**Problem to work on:**
What follows is a block of records; restate each one word for word.

Location identification items

■ ■ ■ ■

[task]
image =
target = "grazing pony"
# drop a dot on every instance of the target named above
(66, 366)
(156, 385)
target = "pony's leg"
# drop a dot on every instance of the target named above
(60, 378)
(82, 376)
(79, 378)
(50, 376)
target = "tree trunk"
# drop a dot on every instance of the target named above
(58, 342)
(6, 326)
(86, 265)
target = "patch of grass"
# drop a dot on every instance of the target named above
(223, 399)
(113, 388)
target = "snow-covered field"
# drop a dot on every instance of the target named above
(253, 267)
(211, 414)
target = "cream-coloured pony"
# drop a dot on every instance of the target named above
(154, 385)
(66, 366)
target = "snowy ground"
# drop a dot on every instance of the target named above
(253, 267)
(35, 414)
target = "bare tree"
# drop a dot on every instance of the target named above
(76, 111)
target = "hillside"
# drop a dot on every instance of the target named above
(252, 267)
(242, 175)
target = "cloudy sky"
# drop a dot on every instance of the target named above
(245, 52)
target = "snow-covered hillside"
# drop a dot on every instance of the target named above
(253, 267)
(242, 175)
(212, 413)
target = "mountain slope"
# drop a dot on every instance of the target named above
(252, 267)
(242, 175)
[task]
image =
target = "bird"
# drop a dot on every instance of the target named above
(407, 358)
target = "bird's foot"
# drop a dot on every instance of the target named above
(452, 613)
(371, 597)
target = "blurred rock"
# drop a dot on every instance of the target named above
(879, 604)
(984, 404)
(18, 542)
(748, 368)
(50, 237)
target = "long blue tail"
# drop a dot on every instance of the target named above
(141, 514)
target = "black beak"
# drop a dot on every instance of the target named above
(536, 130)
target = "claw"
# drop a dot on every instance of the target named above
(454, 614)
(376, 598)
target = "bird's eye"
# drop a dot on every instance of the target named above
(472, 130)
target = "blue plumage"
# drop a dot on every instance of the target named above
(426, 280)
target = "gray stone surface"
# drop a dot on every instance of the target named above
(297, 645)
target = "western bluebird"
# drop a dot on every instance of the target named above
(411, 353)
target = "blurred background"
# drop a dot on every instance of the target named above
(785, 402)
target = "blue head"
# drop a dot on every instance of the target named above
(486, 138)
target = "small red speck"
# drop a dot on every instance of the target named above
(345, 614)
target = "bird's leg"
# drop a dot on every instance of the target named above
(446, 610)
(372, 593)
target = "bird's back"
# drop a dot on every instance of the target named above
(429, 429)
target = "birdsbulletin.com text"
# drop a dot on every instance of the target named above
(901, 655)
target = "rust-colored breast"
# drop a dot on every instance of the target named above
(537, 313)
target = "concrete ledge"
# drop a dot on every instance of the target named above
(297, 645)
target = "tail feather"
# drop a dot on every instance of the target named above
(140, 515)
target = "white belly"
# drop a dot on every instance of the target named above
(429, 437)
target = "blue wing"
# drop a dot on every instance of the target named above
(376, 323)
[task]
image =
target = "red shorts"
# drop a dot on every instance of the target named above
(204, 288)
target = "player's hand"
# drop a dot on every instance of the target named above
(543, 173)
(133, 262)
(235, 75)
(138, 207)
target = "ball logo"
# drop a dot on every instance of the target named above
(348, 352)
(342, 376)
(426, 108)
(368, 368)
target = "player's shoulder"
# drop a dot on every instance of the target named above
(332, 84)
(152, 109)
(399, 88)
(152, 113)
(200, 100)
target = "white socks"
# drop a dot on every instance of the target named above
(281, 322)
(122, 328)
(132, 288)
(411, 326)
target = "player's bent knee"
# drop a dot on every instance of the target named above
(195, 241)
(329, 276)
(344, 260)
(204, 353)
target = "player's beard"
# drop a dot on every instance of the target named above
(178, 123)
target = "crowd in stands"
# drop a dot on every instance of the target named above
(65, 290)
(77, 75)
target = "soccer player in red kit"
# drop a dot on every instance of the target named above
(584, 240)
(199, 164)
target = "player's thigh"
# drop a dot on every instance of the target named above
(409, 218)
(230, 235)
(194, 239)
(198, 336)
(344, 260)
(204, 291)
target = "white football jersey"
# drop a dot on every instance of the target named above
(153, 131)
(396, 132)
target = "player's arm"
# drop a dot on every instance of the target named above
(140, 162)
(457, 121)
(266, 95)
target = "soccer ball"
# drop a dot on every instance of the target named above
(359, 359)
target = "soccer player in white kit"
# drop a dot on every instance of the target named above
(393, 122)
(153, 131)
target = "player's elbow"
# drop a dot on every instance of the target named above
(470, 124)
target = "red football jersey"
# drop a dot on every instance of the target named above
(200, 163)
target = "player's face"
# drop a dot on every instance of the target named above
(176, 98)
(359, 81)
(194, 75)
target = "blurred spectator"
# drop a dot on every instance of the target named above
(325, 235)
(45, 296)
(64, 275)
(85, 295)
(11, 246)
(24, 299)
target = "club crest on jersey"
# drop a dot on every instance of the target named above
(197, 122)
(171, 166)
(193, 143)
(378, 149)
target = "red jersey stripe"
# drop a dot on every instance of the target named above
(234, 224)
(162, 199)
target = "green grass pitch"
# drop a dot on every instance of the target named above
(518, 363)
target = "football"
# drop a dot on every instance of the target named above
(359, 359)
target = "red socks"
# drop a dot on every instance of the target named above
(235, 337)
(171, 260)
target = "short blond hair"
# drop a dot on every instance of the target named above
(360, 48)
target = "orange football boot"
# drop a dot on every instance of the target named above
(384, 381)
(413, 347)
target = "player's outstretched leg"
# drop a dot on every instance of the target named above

■ ■ ■ ■

**Solution:**
[task]
image =
target = "grazing pony"
# drop a dot on every instance of the target named above
(66, 366)
(156, 385)
target = "pony's leg"
# drop a dot on every instance of the target named above
(60, 378)
(82, 376)
(79, 378)
(50, 376)
target = "tree trunk"
# drop a dot on every instance of the target named above
(58, 342)
(6, 326)
(86, 265)
target = "patch of grass"
# drop a dot on every instance of the target named above
(223, 399)
(113, 388)
target = "snow-covered field"
# drop a dot on every instance of the target named above
(253, 267)
(211, 414)
target = "cream-coloured pony"
# drop a dot on every instance of the target named above
(154, 385)
(66, 366)
target = "snowy ground"
# drop a dot on every instance of the target named above
(253, 267)
(35, 414)
target = "bare tree"
# drop a dot on every instance of the target named above
(76, 111)
target = "hillside"
# drop a dot on every instance of the target named above
(252, 267)
(242, 175)
target = "cloudy sky"
# drop a dot on every instance of the target named above
(245, 52)
target = "snow-covered hillside"
# drop a dot on every instance of the target named above
(253, 267)
(242, 175)
(212, 413)
target = "mountain slope"
# drop a dot on every instance of the target named above
(252, 267)
(242, 175)
[task]
image =
target = "bird"
# drop a dot on every instance of the target named above
(407, 358)
target = "bird's foot"
# drop a dot on every instance of the target named above
(452, 613)
(371, 597)
target = "blurred rock"
# drop a dot on every instance of the target named above
(879, 604)
(984, 404)
(18, 542)
(748, 368)
(50, 237)
target = "long blue tail"
# drop a dot on every instance of the target named above
(141, 514)
target = "black beak"
# drop a dot on every instance of the target named above
(536, 130)
target = "claw"
# drop a dot on every instance of the target named above
(454, 614)
(376, 598)
target = "bird's eye"
# drop a dot on every instance of the target named above
(472, 130)
target = "blue plumage"
# drop a dot on every instance of the target named above
(426, 280)
target = "gray stone surface"
# drop a dot on every instance of the target named above
(297, 645)
target = "western bluebird"
# drop a dot on every instance of the target named above
(411, 353)
target = "blurred background"
# drop a dot on every instance of the target named above
(785, 402)
target = "blue head"
# drop a dot on every instance of the target named above
(486, 138)
target = "small red speck"
# drop a dot on every instance of the target named above
(345, 614)
target = "bird's leg"
# drop a dot on every instance of the target named above
(446, 610)
(372, 593)
target = "bird's back"
# drop a dot on every instance of the target named above
(429, 429)
target = "birdsbulletin.com text"
# drop a dot on every instance of the target named above
(901, 655)
target = "rust-colored breast"
# drop a dot on every instance of the target named above
(537, 313)
target = "concrete ledge"
# drop a dot on every instance of the target named above
(297, 645)
target = "tail feather"
# drop a dot on every instance of the target named above
(140, 515)
target = "white belly"
# drop a dot on every instance of the target named above
(429, 437)
target = "blue wing"
# drop a dot on every instance of the target named above
(376, 323)
[task]
image =
target = "red shorts"
# drop a dot on every instance of the target named above
(204, 288)
target = "player's hand"
# drop a dot on every instance of the target named above
(543, 173)
(133, 262)
(235, 75)
(138, 207)
target = "ball logo"
# drop a dot on every instance of the target named above
(348, 352)
(342, 376)
(426, 108)
(368, 368)
target = "player's shoulder"
# drop a dot on every instance of the target named above
(332, 84)
(152, 109)
(399, 88)
(152, 113)
(200, 100)
target = "white socks"
# drop a dot on every instance of the target named above
(281, 322)
(122, 328)
(132, 288)
(411, 326)
target = "player's bent knee"
# drop a dot on every instance of the target named above
(195, 241)
(329, 276)
(344, 260)
(204, 353)
target = "player's beard"
# drop a dot on every instance of the target named above
(178, 123)
target = "crowd in stands"
# drop a dot on every instance of the target named above
(65, 290)
(77, 75)
target = "soccer player in red kit"
# drop a dot on every instance of the target named above
(584, 240)
(199, 164)
target = "player's thigh"
# drop a dot on every instance of the target named above
(409, 218)
(230, 235)
(194, 239)
(198, 336)
(344, 260)
(204, 291)
target = "white football jersey"
# drop a dot on every instance of the target named above
(153, 131)
(396, 132)
target = "player's arm"
# drop a dot on every instance of the target named above
(140, 162)
(457, 121)
(266, 95)
target = "soccer ball"
# drop a dot on every instance of the target named above
(359, 359)
target = "soccer player in white kit"
# drop a dot on every instance of the target named above
(393, 122)
(153, 131)
target = "player's elbow"
# drop a dot on every instance of the target named above
(470, 124)
target = "red football jersey"
# drop a dot on every instance of the target named above
(200, 163)
target = "player's face"
# drop a dot on every instance of the target named above
(176, 98)
(359, 81)
(194, 75)
target = "blurred spectator"
# drop a dot on every instance of the target named above
(325, 235)
(45, 296)
(64, 275)
(85, 295)
(11, 246)
(24, 299)
target = "club crest on jersey"
# drop a dot on every instance of the target named above
(197, 122)
(171, 166)
(193, 143)
(378, 149)
target = "red jersey stripe"
# drop a dot on every instance of the target named above
(234, 224)
(162, 199)
target = "green grass pitch"
# drop a dot on every instance of the target named above
(518, 363)
target = "football"
# drop a dot on every instance of the target named above
(359, 359)
target = "red socks"
# drop a dot on every instance of the target named above
(235, 337)
(171, 260)
target = "short blond hair"
# drop a dot on every instance of the target named above
(360, 48)
target = "orange football boot"
# drop a dot on every instance of the target named above
(384, 381)
(413, 347)
target = "player's outstretched leg"
# drop a dot on every instance of the target named above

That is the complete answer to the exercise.